> _QUOTED TEXT_

4. The car would have to be exported from the USA first.
5. If you jump through all those hoops, then it might be able to be registered in a Mexican state, unless somebody did something illegal along the way.

Best to sell it, then buy a car in Mexico in the state of your residence there.


----------



## chuck846 (Jan 15, 2016)

RVGRINGO said:


> Best to sell it, then buy a car in Mexico in the state of your residence there.


Not sure that matters much. We just bought a new Subaru (in DF) - it is in the middle of the Pacific. When the dealer has the car they will DHL the docs (in Morelos), we will visit transporte (as well as get insurance). When we have plates and insurance we will pick the car up.


----------



## RVGRINGO (May 16, 2007)

It is the purchase through a new car dealer which makes that easy. It is not so easy for an individual to buy a used vehicle in another state, then get it registered in his state; it can get complicated. You will be registering in your home state, so no complications. And, yes, you can buy a non-NAFTA car in Mexico, but you cannot permanently import one yourself, as an expat, with the possible exception of some antique/classic cars.


----------



## TundraGreen (Jul 15, 2010)

chuck846 said:


> Almost there


I applied last year. Waiting for the application to be approved.


----------



## ojosazules11 (Nov 3, 2013)

RVGRINGO said:


> It is the purchase through a new car dealer which makes that easy. It is not so easy for an individual to buy a used vehicle in another state, then get it registered in his state; it can get complicated. You will be registering in your home state, so no complications. And, yes, you can buy a non-NAFTA car in Mexico, but you cannot permanently import one yourself, as an expat, with the possible exception of some antique/classic cars.

> _DATA PROVIDED_
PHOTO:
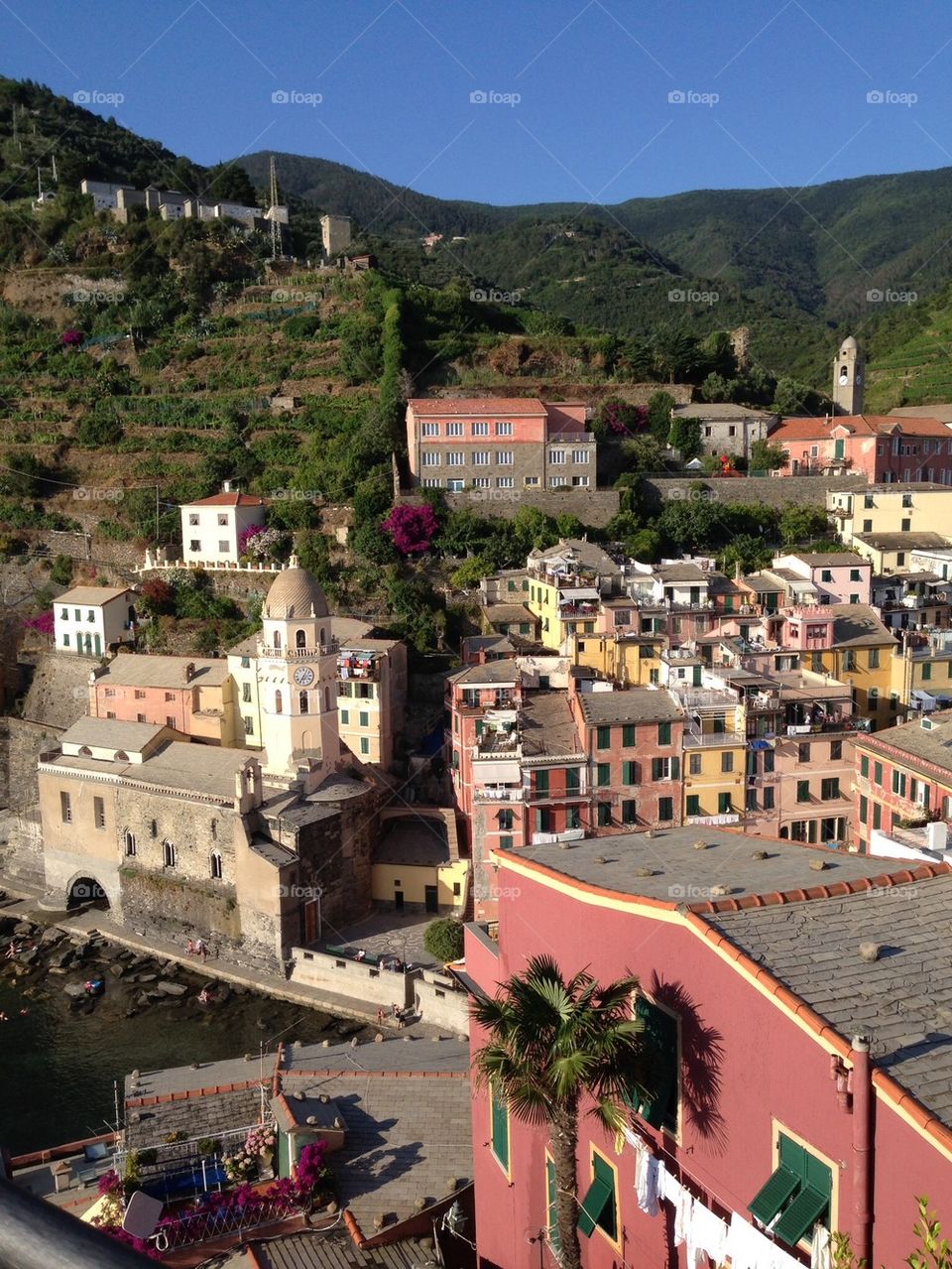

> _EXERCISE REQUIREMENTS_
From the forum thread above about registering a car in Mexico, set down word for word the part that opens with "4. The car would" and closes with "along the way.".

> _FULL ANSWER_
4. The car would have to be exported from the USA first.
5. If you jump through all those hoops, then it might be able to be registered in a Mexican state, unless somebody did something illegal along the way.